(Collected data)
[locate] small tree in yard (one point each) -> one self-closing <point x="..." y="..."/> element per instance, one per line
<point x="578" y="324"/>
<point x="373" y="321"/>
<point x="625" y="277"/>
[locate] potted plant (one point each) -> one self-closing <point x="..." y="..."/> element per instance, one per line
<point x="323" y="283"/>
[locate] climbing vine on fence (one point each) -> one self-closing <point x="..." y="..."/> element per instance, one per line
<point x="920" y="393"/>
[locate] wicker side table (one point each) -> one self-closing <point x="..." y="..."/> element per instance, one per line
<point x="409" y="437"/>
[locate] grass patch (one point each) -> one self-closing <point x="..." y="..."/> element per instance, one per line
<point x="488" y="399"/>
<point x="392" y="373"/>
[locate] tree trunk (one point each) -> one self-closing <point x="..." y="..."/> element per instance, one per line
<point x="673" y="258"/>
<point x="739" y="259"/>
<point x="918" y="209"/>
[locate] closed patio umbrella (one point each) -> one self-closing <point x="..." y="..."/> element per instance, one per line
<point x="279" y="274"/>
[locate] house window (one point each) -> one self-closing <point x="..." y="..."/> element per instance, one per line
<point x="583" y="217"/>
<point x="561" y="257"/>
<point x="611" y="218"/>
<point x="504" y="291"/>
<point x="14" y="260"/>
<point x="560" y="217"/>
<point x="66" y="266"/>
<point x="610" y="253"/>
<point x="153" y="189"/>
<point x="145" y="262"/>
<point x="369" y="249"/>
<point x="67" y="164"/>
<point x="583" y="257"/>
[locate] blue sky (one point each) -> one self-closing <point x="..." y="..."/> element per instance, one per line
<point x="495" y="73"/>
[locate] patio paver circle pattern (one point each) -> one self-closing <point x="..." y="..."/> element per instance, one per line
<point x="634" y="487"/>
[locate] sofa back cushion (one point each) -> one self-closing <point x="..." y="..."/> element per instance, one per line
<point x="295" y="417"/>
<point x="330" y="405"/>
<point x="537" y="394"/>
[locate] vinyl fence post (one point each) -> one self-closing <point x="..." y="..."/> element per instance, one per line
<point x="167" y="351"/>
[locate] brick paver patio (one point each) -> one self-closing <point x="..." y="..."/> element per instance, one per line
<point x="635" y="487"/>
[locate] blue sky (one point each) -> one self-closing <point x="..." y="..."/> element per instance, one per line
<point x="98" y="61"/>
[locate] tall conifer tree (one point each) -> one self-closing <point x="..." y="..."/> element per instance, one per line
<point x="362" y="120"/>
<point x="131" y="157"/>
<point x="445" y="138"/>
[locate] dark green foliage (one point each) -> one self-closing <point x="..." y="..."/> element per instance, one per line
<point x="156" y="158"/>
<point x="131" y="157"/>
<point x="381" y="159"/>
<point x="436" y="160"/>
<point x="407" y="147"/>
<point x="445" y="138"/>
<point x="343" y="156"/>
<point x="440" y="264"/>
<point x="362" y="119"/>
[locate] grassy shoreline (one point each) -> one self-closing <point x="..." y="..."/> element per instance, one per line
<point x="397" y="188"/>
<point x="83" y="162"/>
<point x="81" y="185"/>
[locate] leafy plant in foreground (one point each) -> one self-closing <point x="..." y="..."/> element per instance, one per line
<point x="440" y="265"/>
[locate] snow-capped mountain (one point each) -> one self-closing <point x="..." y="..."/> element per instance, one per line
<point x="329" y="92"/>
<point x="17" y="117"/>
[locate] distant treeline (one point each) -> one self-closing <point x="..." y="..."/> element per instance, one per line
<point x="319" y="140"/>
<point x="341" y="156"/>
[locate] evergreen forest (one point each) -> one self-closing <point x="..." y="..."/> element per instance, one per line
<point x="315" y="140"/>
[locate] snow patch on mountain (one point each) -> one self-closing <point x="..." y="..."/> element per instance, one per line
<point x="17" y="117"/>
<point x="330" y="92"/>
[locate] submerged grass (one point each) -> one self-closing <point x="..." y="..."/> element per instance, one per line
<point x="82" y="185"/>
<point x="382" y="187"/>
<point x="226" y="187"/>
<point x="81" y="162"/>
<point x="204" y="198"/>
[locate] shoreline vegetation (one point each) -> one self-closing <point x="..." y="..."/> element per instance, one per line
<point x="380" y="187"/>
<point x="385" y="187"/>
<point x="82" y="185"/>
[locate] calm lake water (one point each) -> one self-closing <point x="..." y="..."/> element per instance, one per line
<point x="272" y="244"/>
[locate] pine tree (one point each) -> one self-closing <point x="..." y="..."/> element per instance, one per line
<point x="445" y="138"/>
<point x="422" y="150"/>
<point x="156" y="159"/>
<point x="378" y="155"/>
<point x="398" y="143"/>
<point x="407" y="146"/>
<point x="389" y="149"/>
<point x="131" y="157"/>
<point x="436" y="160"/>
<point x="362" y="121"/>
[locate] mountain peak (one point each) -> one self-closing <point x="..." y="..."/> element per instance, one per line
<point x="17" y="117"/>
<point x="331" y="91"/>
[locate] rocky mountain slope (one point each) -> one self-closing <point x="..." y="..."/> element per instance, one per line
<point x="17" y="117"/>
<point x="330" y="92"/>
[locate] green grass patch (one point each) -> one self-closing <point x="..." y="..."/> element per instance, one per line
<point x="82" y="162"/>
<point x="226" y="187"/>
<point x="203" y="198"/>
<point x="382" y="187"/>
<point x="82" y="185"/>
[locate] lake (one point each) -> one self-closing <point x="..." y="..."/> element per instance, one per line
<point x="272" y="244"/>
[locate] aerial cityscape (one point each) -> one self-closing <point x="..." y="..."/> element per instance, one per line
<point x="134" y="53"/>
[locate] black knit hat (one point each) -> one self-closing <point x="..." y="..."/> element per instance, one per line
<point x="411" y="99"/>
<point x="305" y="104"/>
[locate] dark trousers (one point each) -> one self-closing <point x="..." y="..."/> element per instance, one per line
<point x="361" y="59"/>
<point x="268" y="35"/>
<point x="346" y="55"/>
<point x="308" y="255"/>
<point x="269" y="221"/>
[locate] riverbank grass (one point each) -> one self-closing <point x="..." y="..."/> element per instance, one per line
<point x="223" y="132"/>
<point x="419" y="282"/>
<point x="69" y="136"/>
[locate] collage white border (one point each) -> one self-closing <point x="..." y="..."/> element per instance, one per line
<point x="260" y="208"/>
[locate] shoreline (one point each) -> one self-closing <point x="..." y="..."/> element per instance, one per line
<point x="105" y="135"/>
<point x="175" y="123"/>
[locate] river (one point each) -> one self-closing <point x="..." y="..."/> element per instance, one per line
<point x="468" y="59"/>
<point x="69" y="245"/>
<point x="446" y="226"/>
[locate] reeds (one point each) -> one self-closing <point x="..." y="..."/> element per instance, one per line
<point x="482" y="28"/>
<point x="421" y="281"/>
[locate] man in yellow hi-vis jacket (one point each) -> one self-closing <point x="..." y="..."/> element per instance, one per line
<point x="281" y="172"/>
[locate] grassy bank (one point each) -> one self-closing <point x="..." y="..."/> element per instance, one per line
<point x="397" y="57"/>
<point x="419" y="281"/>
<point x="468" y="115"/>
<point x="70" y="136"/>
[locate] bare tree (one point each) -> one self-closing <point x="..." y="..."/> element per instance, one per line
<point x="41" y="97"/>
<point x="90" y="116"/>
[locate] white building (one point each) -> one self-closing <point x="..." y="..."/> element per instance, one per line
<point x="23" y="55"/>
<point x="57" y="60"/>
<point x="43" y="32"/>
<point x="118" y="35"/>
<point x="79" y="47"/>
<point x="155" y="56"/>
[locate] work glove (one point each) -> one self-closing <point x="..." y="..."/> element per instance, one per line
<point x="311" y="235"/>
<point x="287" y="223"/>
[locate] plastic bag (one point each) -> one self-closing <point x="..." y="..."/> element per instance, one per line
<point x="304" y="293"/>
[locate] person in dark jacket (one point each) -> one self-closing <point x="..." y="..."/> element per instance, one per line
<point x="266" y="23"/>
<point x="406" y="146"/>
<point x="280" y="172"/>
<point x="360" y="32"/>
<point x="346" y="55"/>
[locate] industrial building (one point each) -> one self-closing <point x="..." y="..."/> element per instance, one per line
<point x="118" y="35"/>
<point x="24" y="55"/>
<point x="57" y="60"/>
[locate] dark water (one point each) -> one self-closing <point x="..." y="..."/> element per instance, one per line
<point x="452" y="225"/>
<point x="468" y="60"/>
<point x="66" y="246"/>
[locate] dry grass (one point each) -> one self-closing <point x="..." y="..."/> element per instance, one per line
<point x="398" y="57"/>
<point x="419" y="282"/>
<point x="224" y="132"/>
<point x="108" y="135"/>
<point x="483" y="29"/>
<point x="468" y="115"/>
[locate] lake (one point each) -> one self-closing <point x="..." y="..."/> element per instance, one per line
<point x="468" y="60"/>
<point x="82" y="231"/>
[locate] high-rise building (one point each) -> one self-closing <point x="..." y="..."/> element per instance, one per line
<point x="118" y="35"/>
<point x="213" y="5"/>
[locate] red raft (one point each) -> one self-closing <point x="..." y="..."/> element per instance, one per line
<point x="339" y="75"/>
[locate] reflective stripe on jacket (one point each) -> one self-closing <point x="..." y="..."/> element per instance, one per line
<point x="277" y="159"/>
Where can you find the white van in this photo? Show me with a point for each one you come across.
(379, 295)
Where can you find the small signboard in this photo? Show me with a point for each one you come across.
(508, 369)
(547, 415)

TASK STATEMENT |
Print only the lines from the one with "[locate] reflective stripe" to the end of the records, both included.

RESPONSE |
[locate] reflective stripe on jacket (one point each) -> one self-closing <point x="..." y="..."/> element per instance, one per line
<point x="277" y="159"/>
Where can you find the white van in this photo? Show me with a point for each one you come across.
(379, 295)
Where can you find the small signboard in this photo? Show me with a point for each one you come across.
(508, 369)
(547, 415)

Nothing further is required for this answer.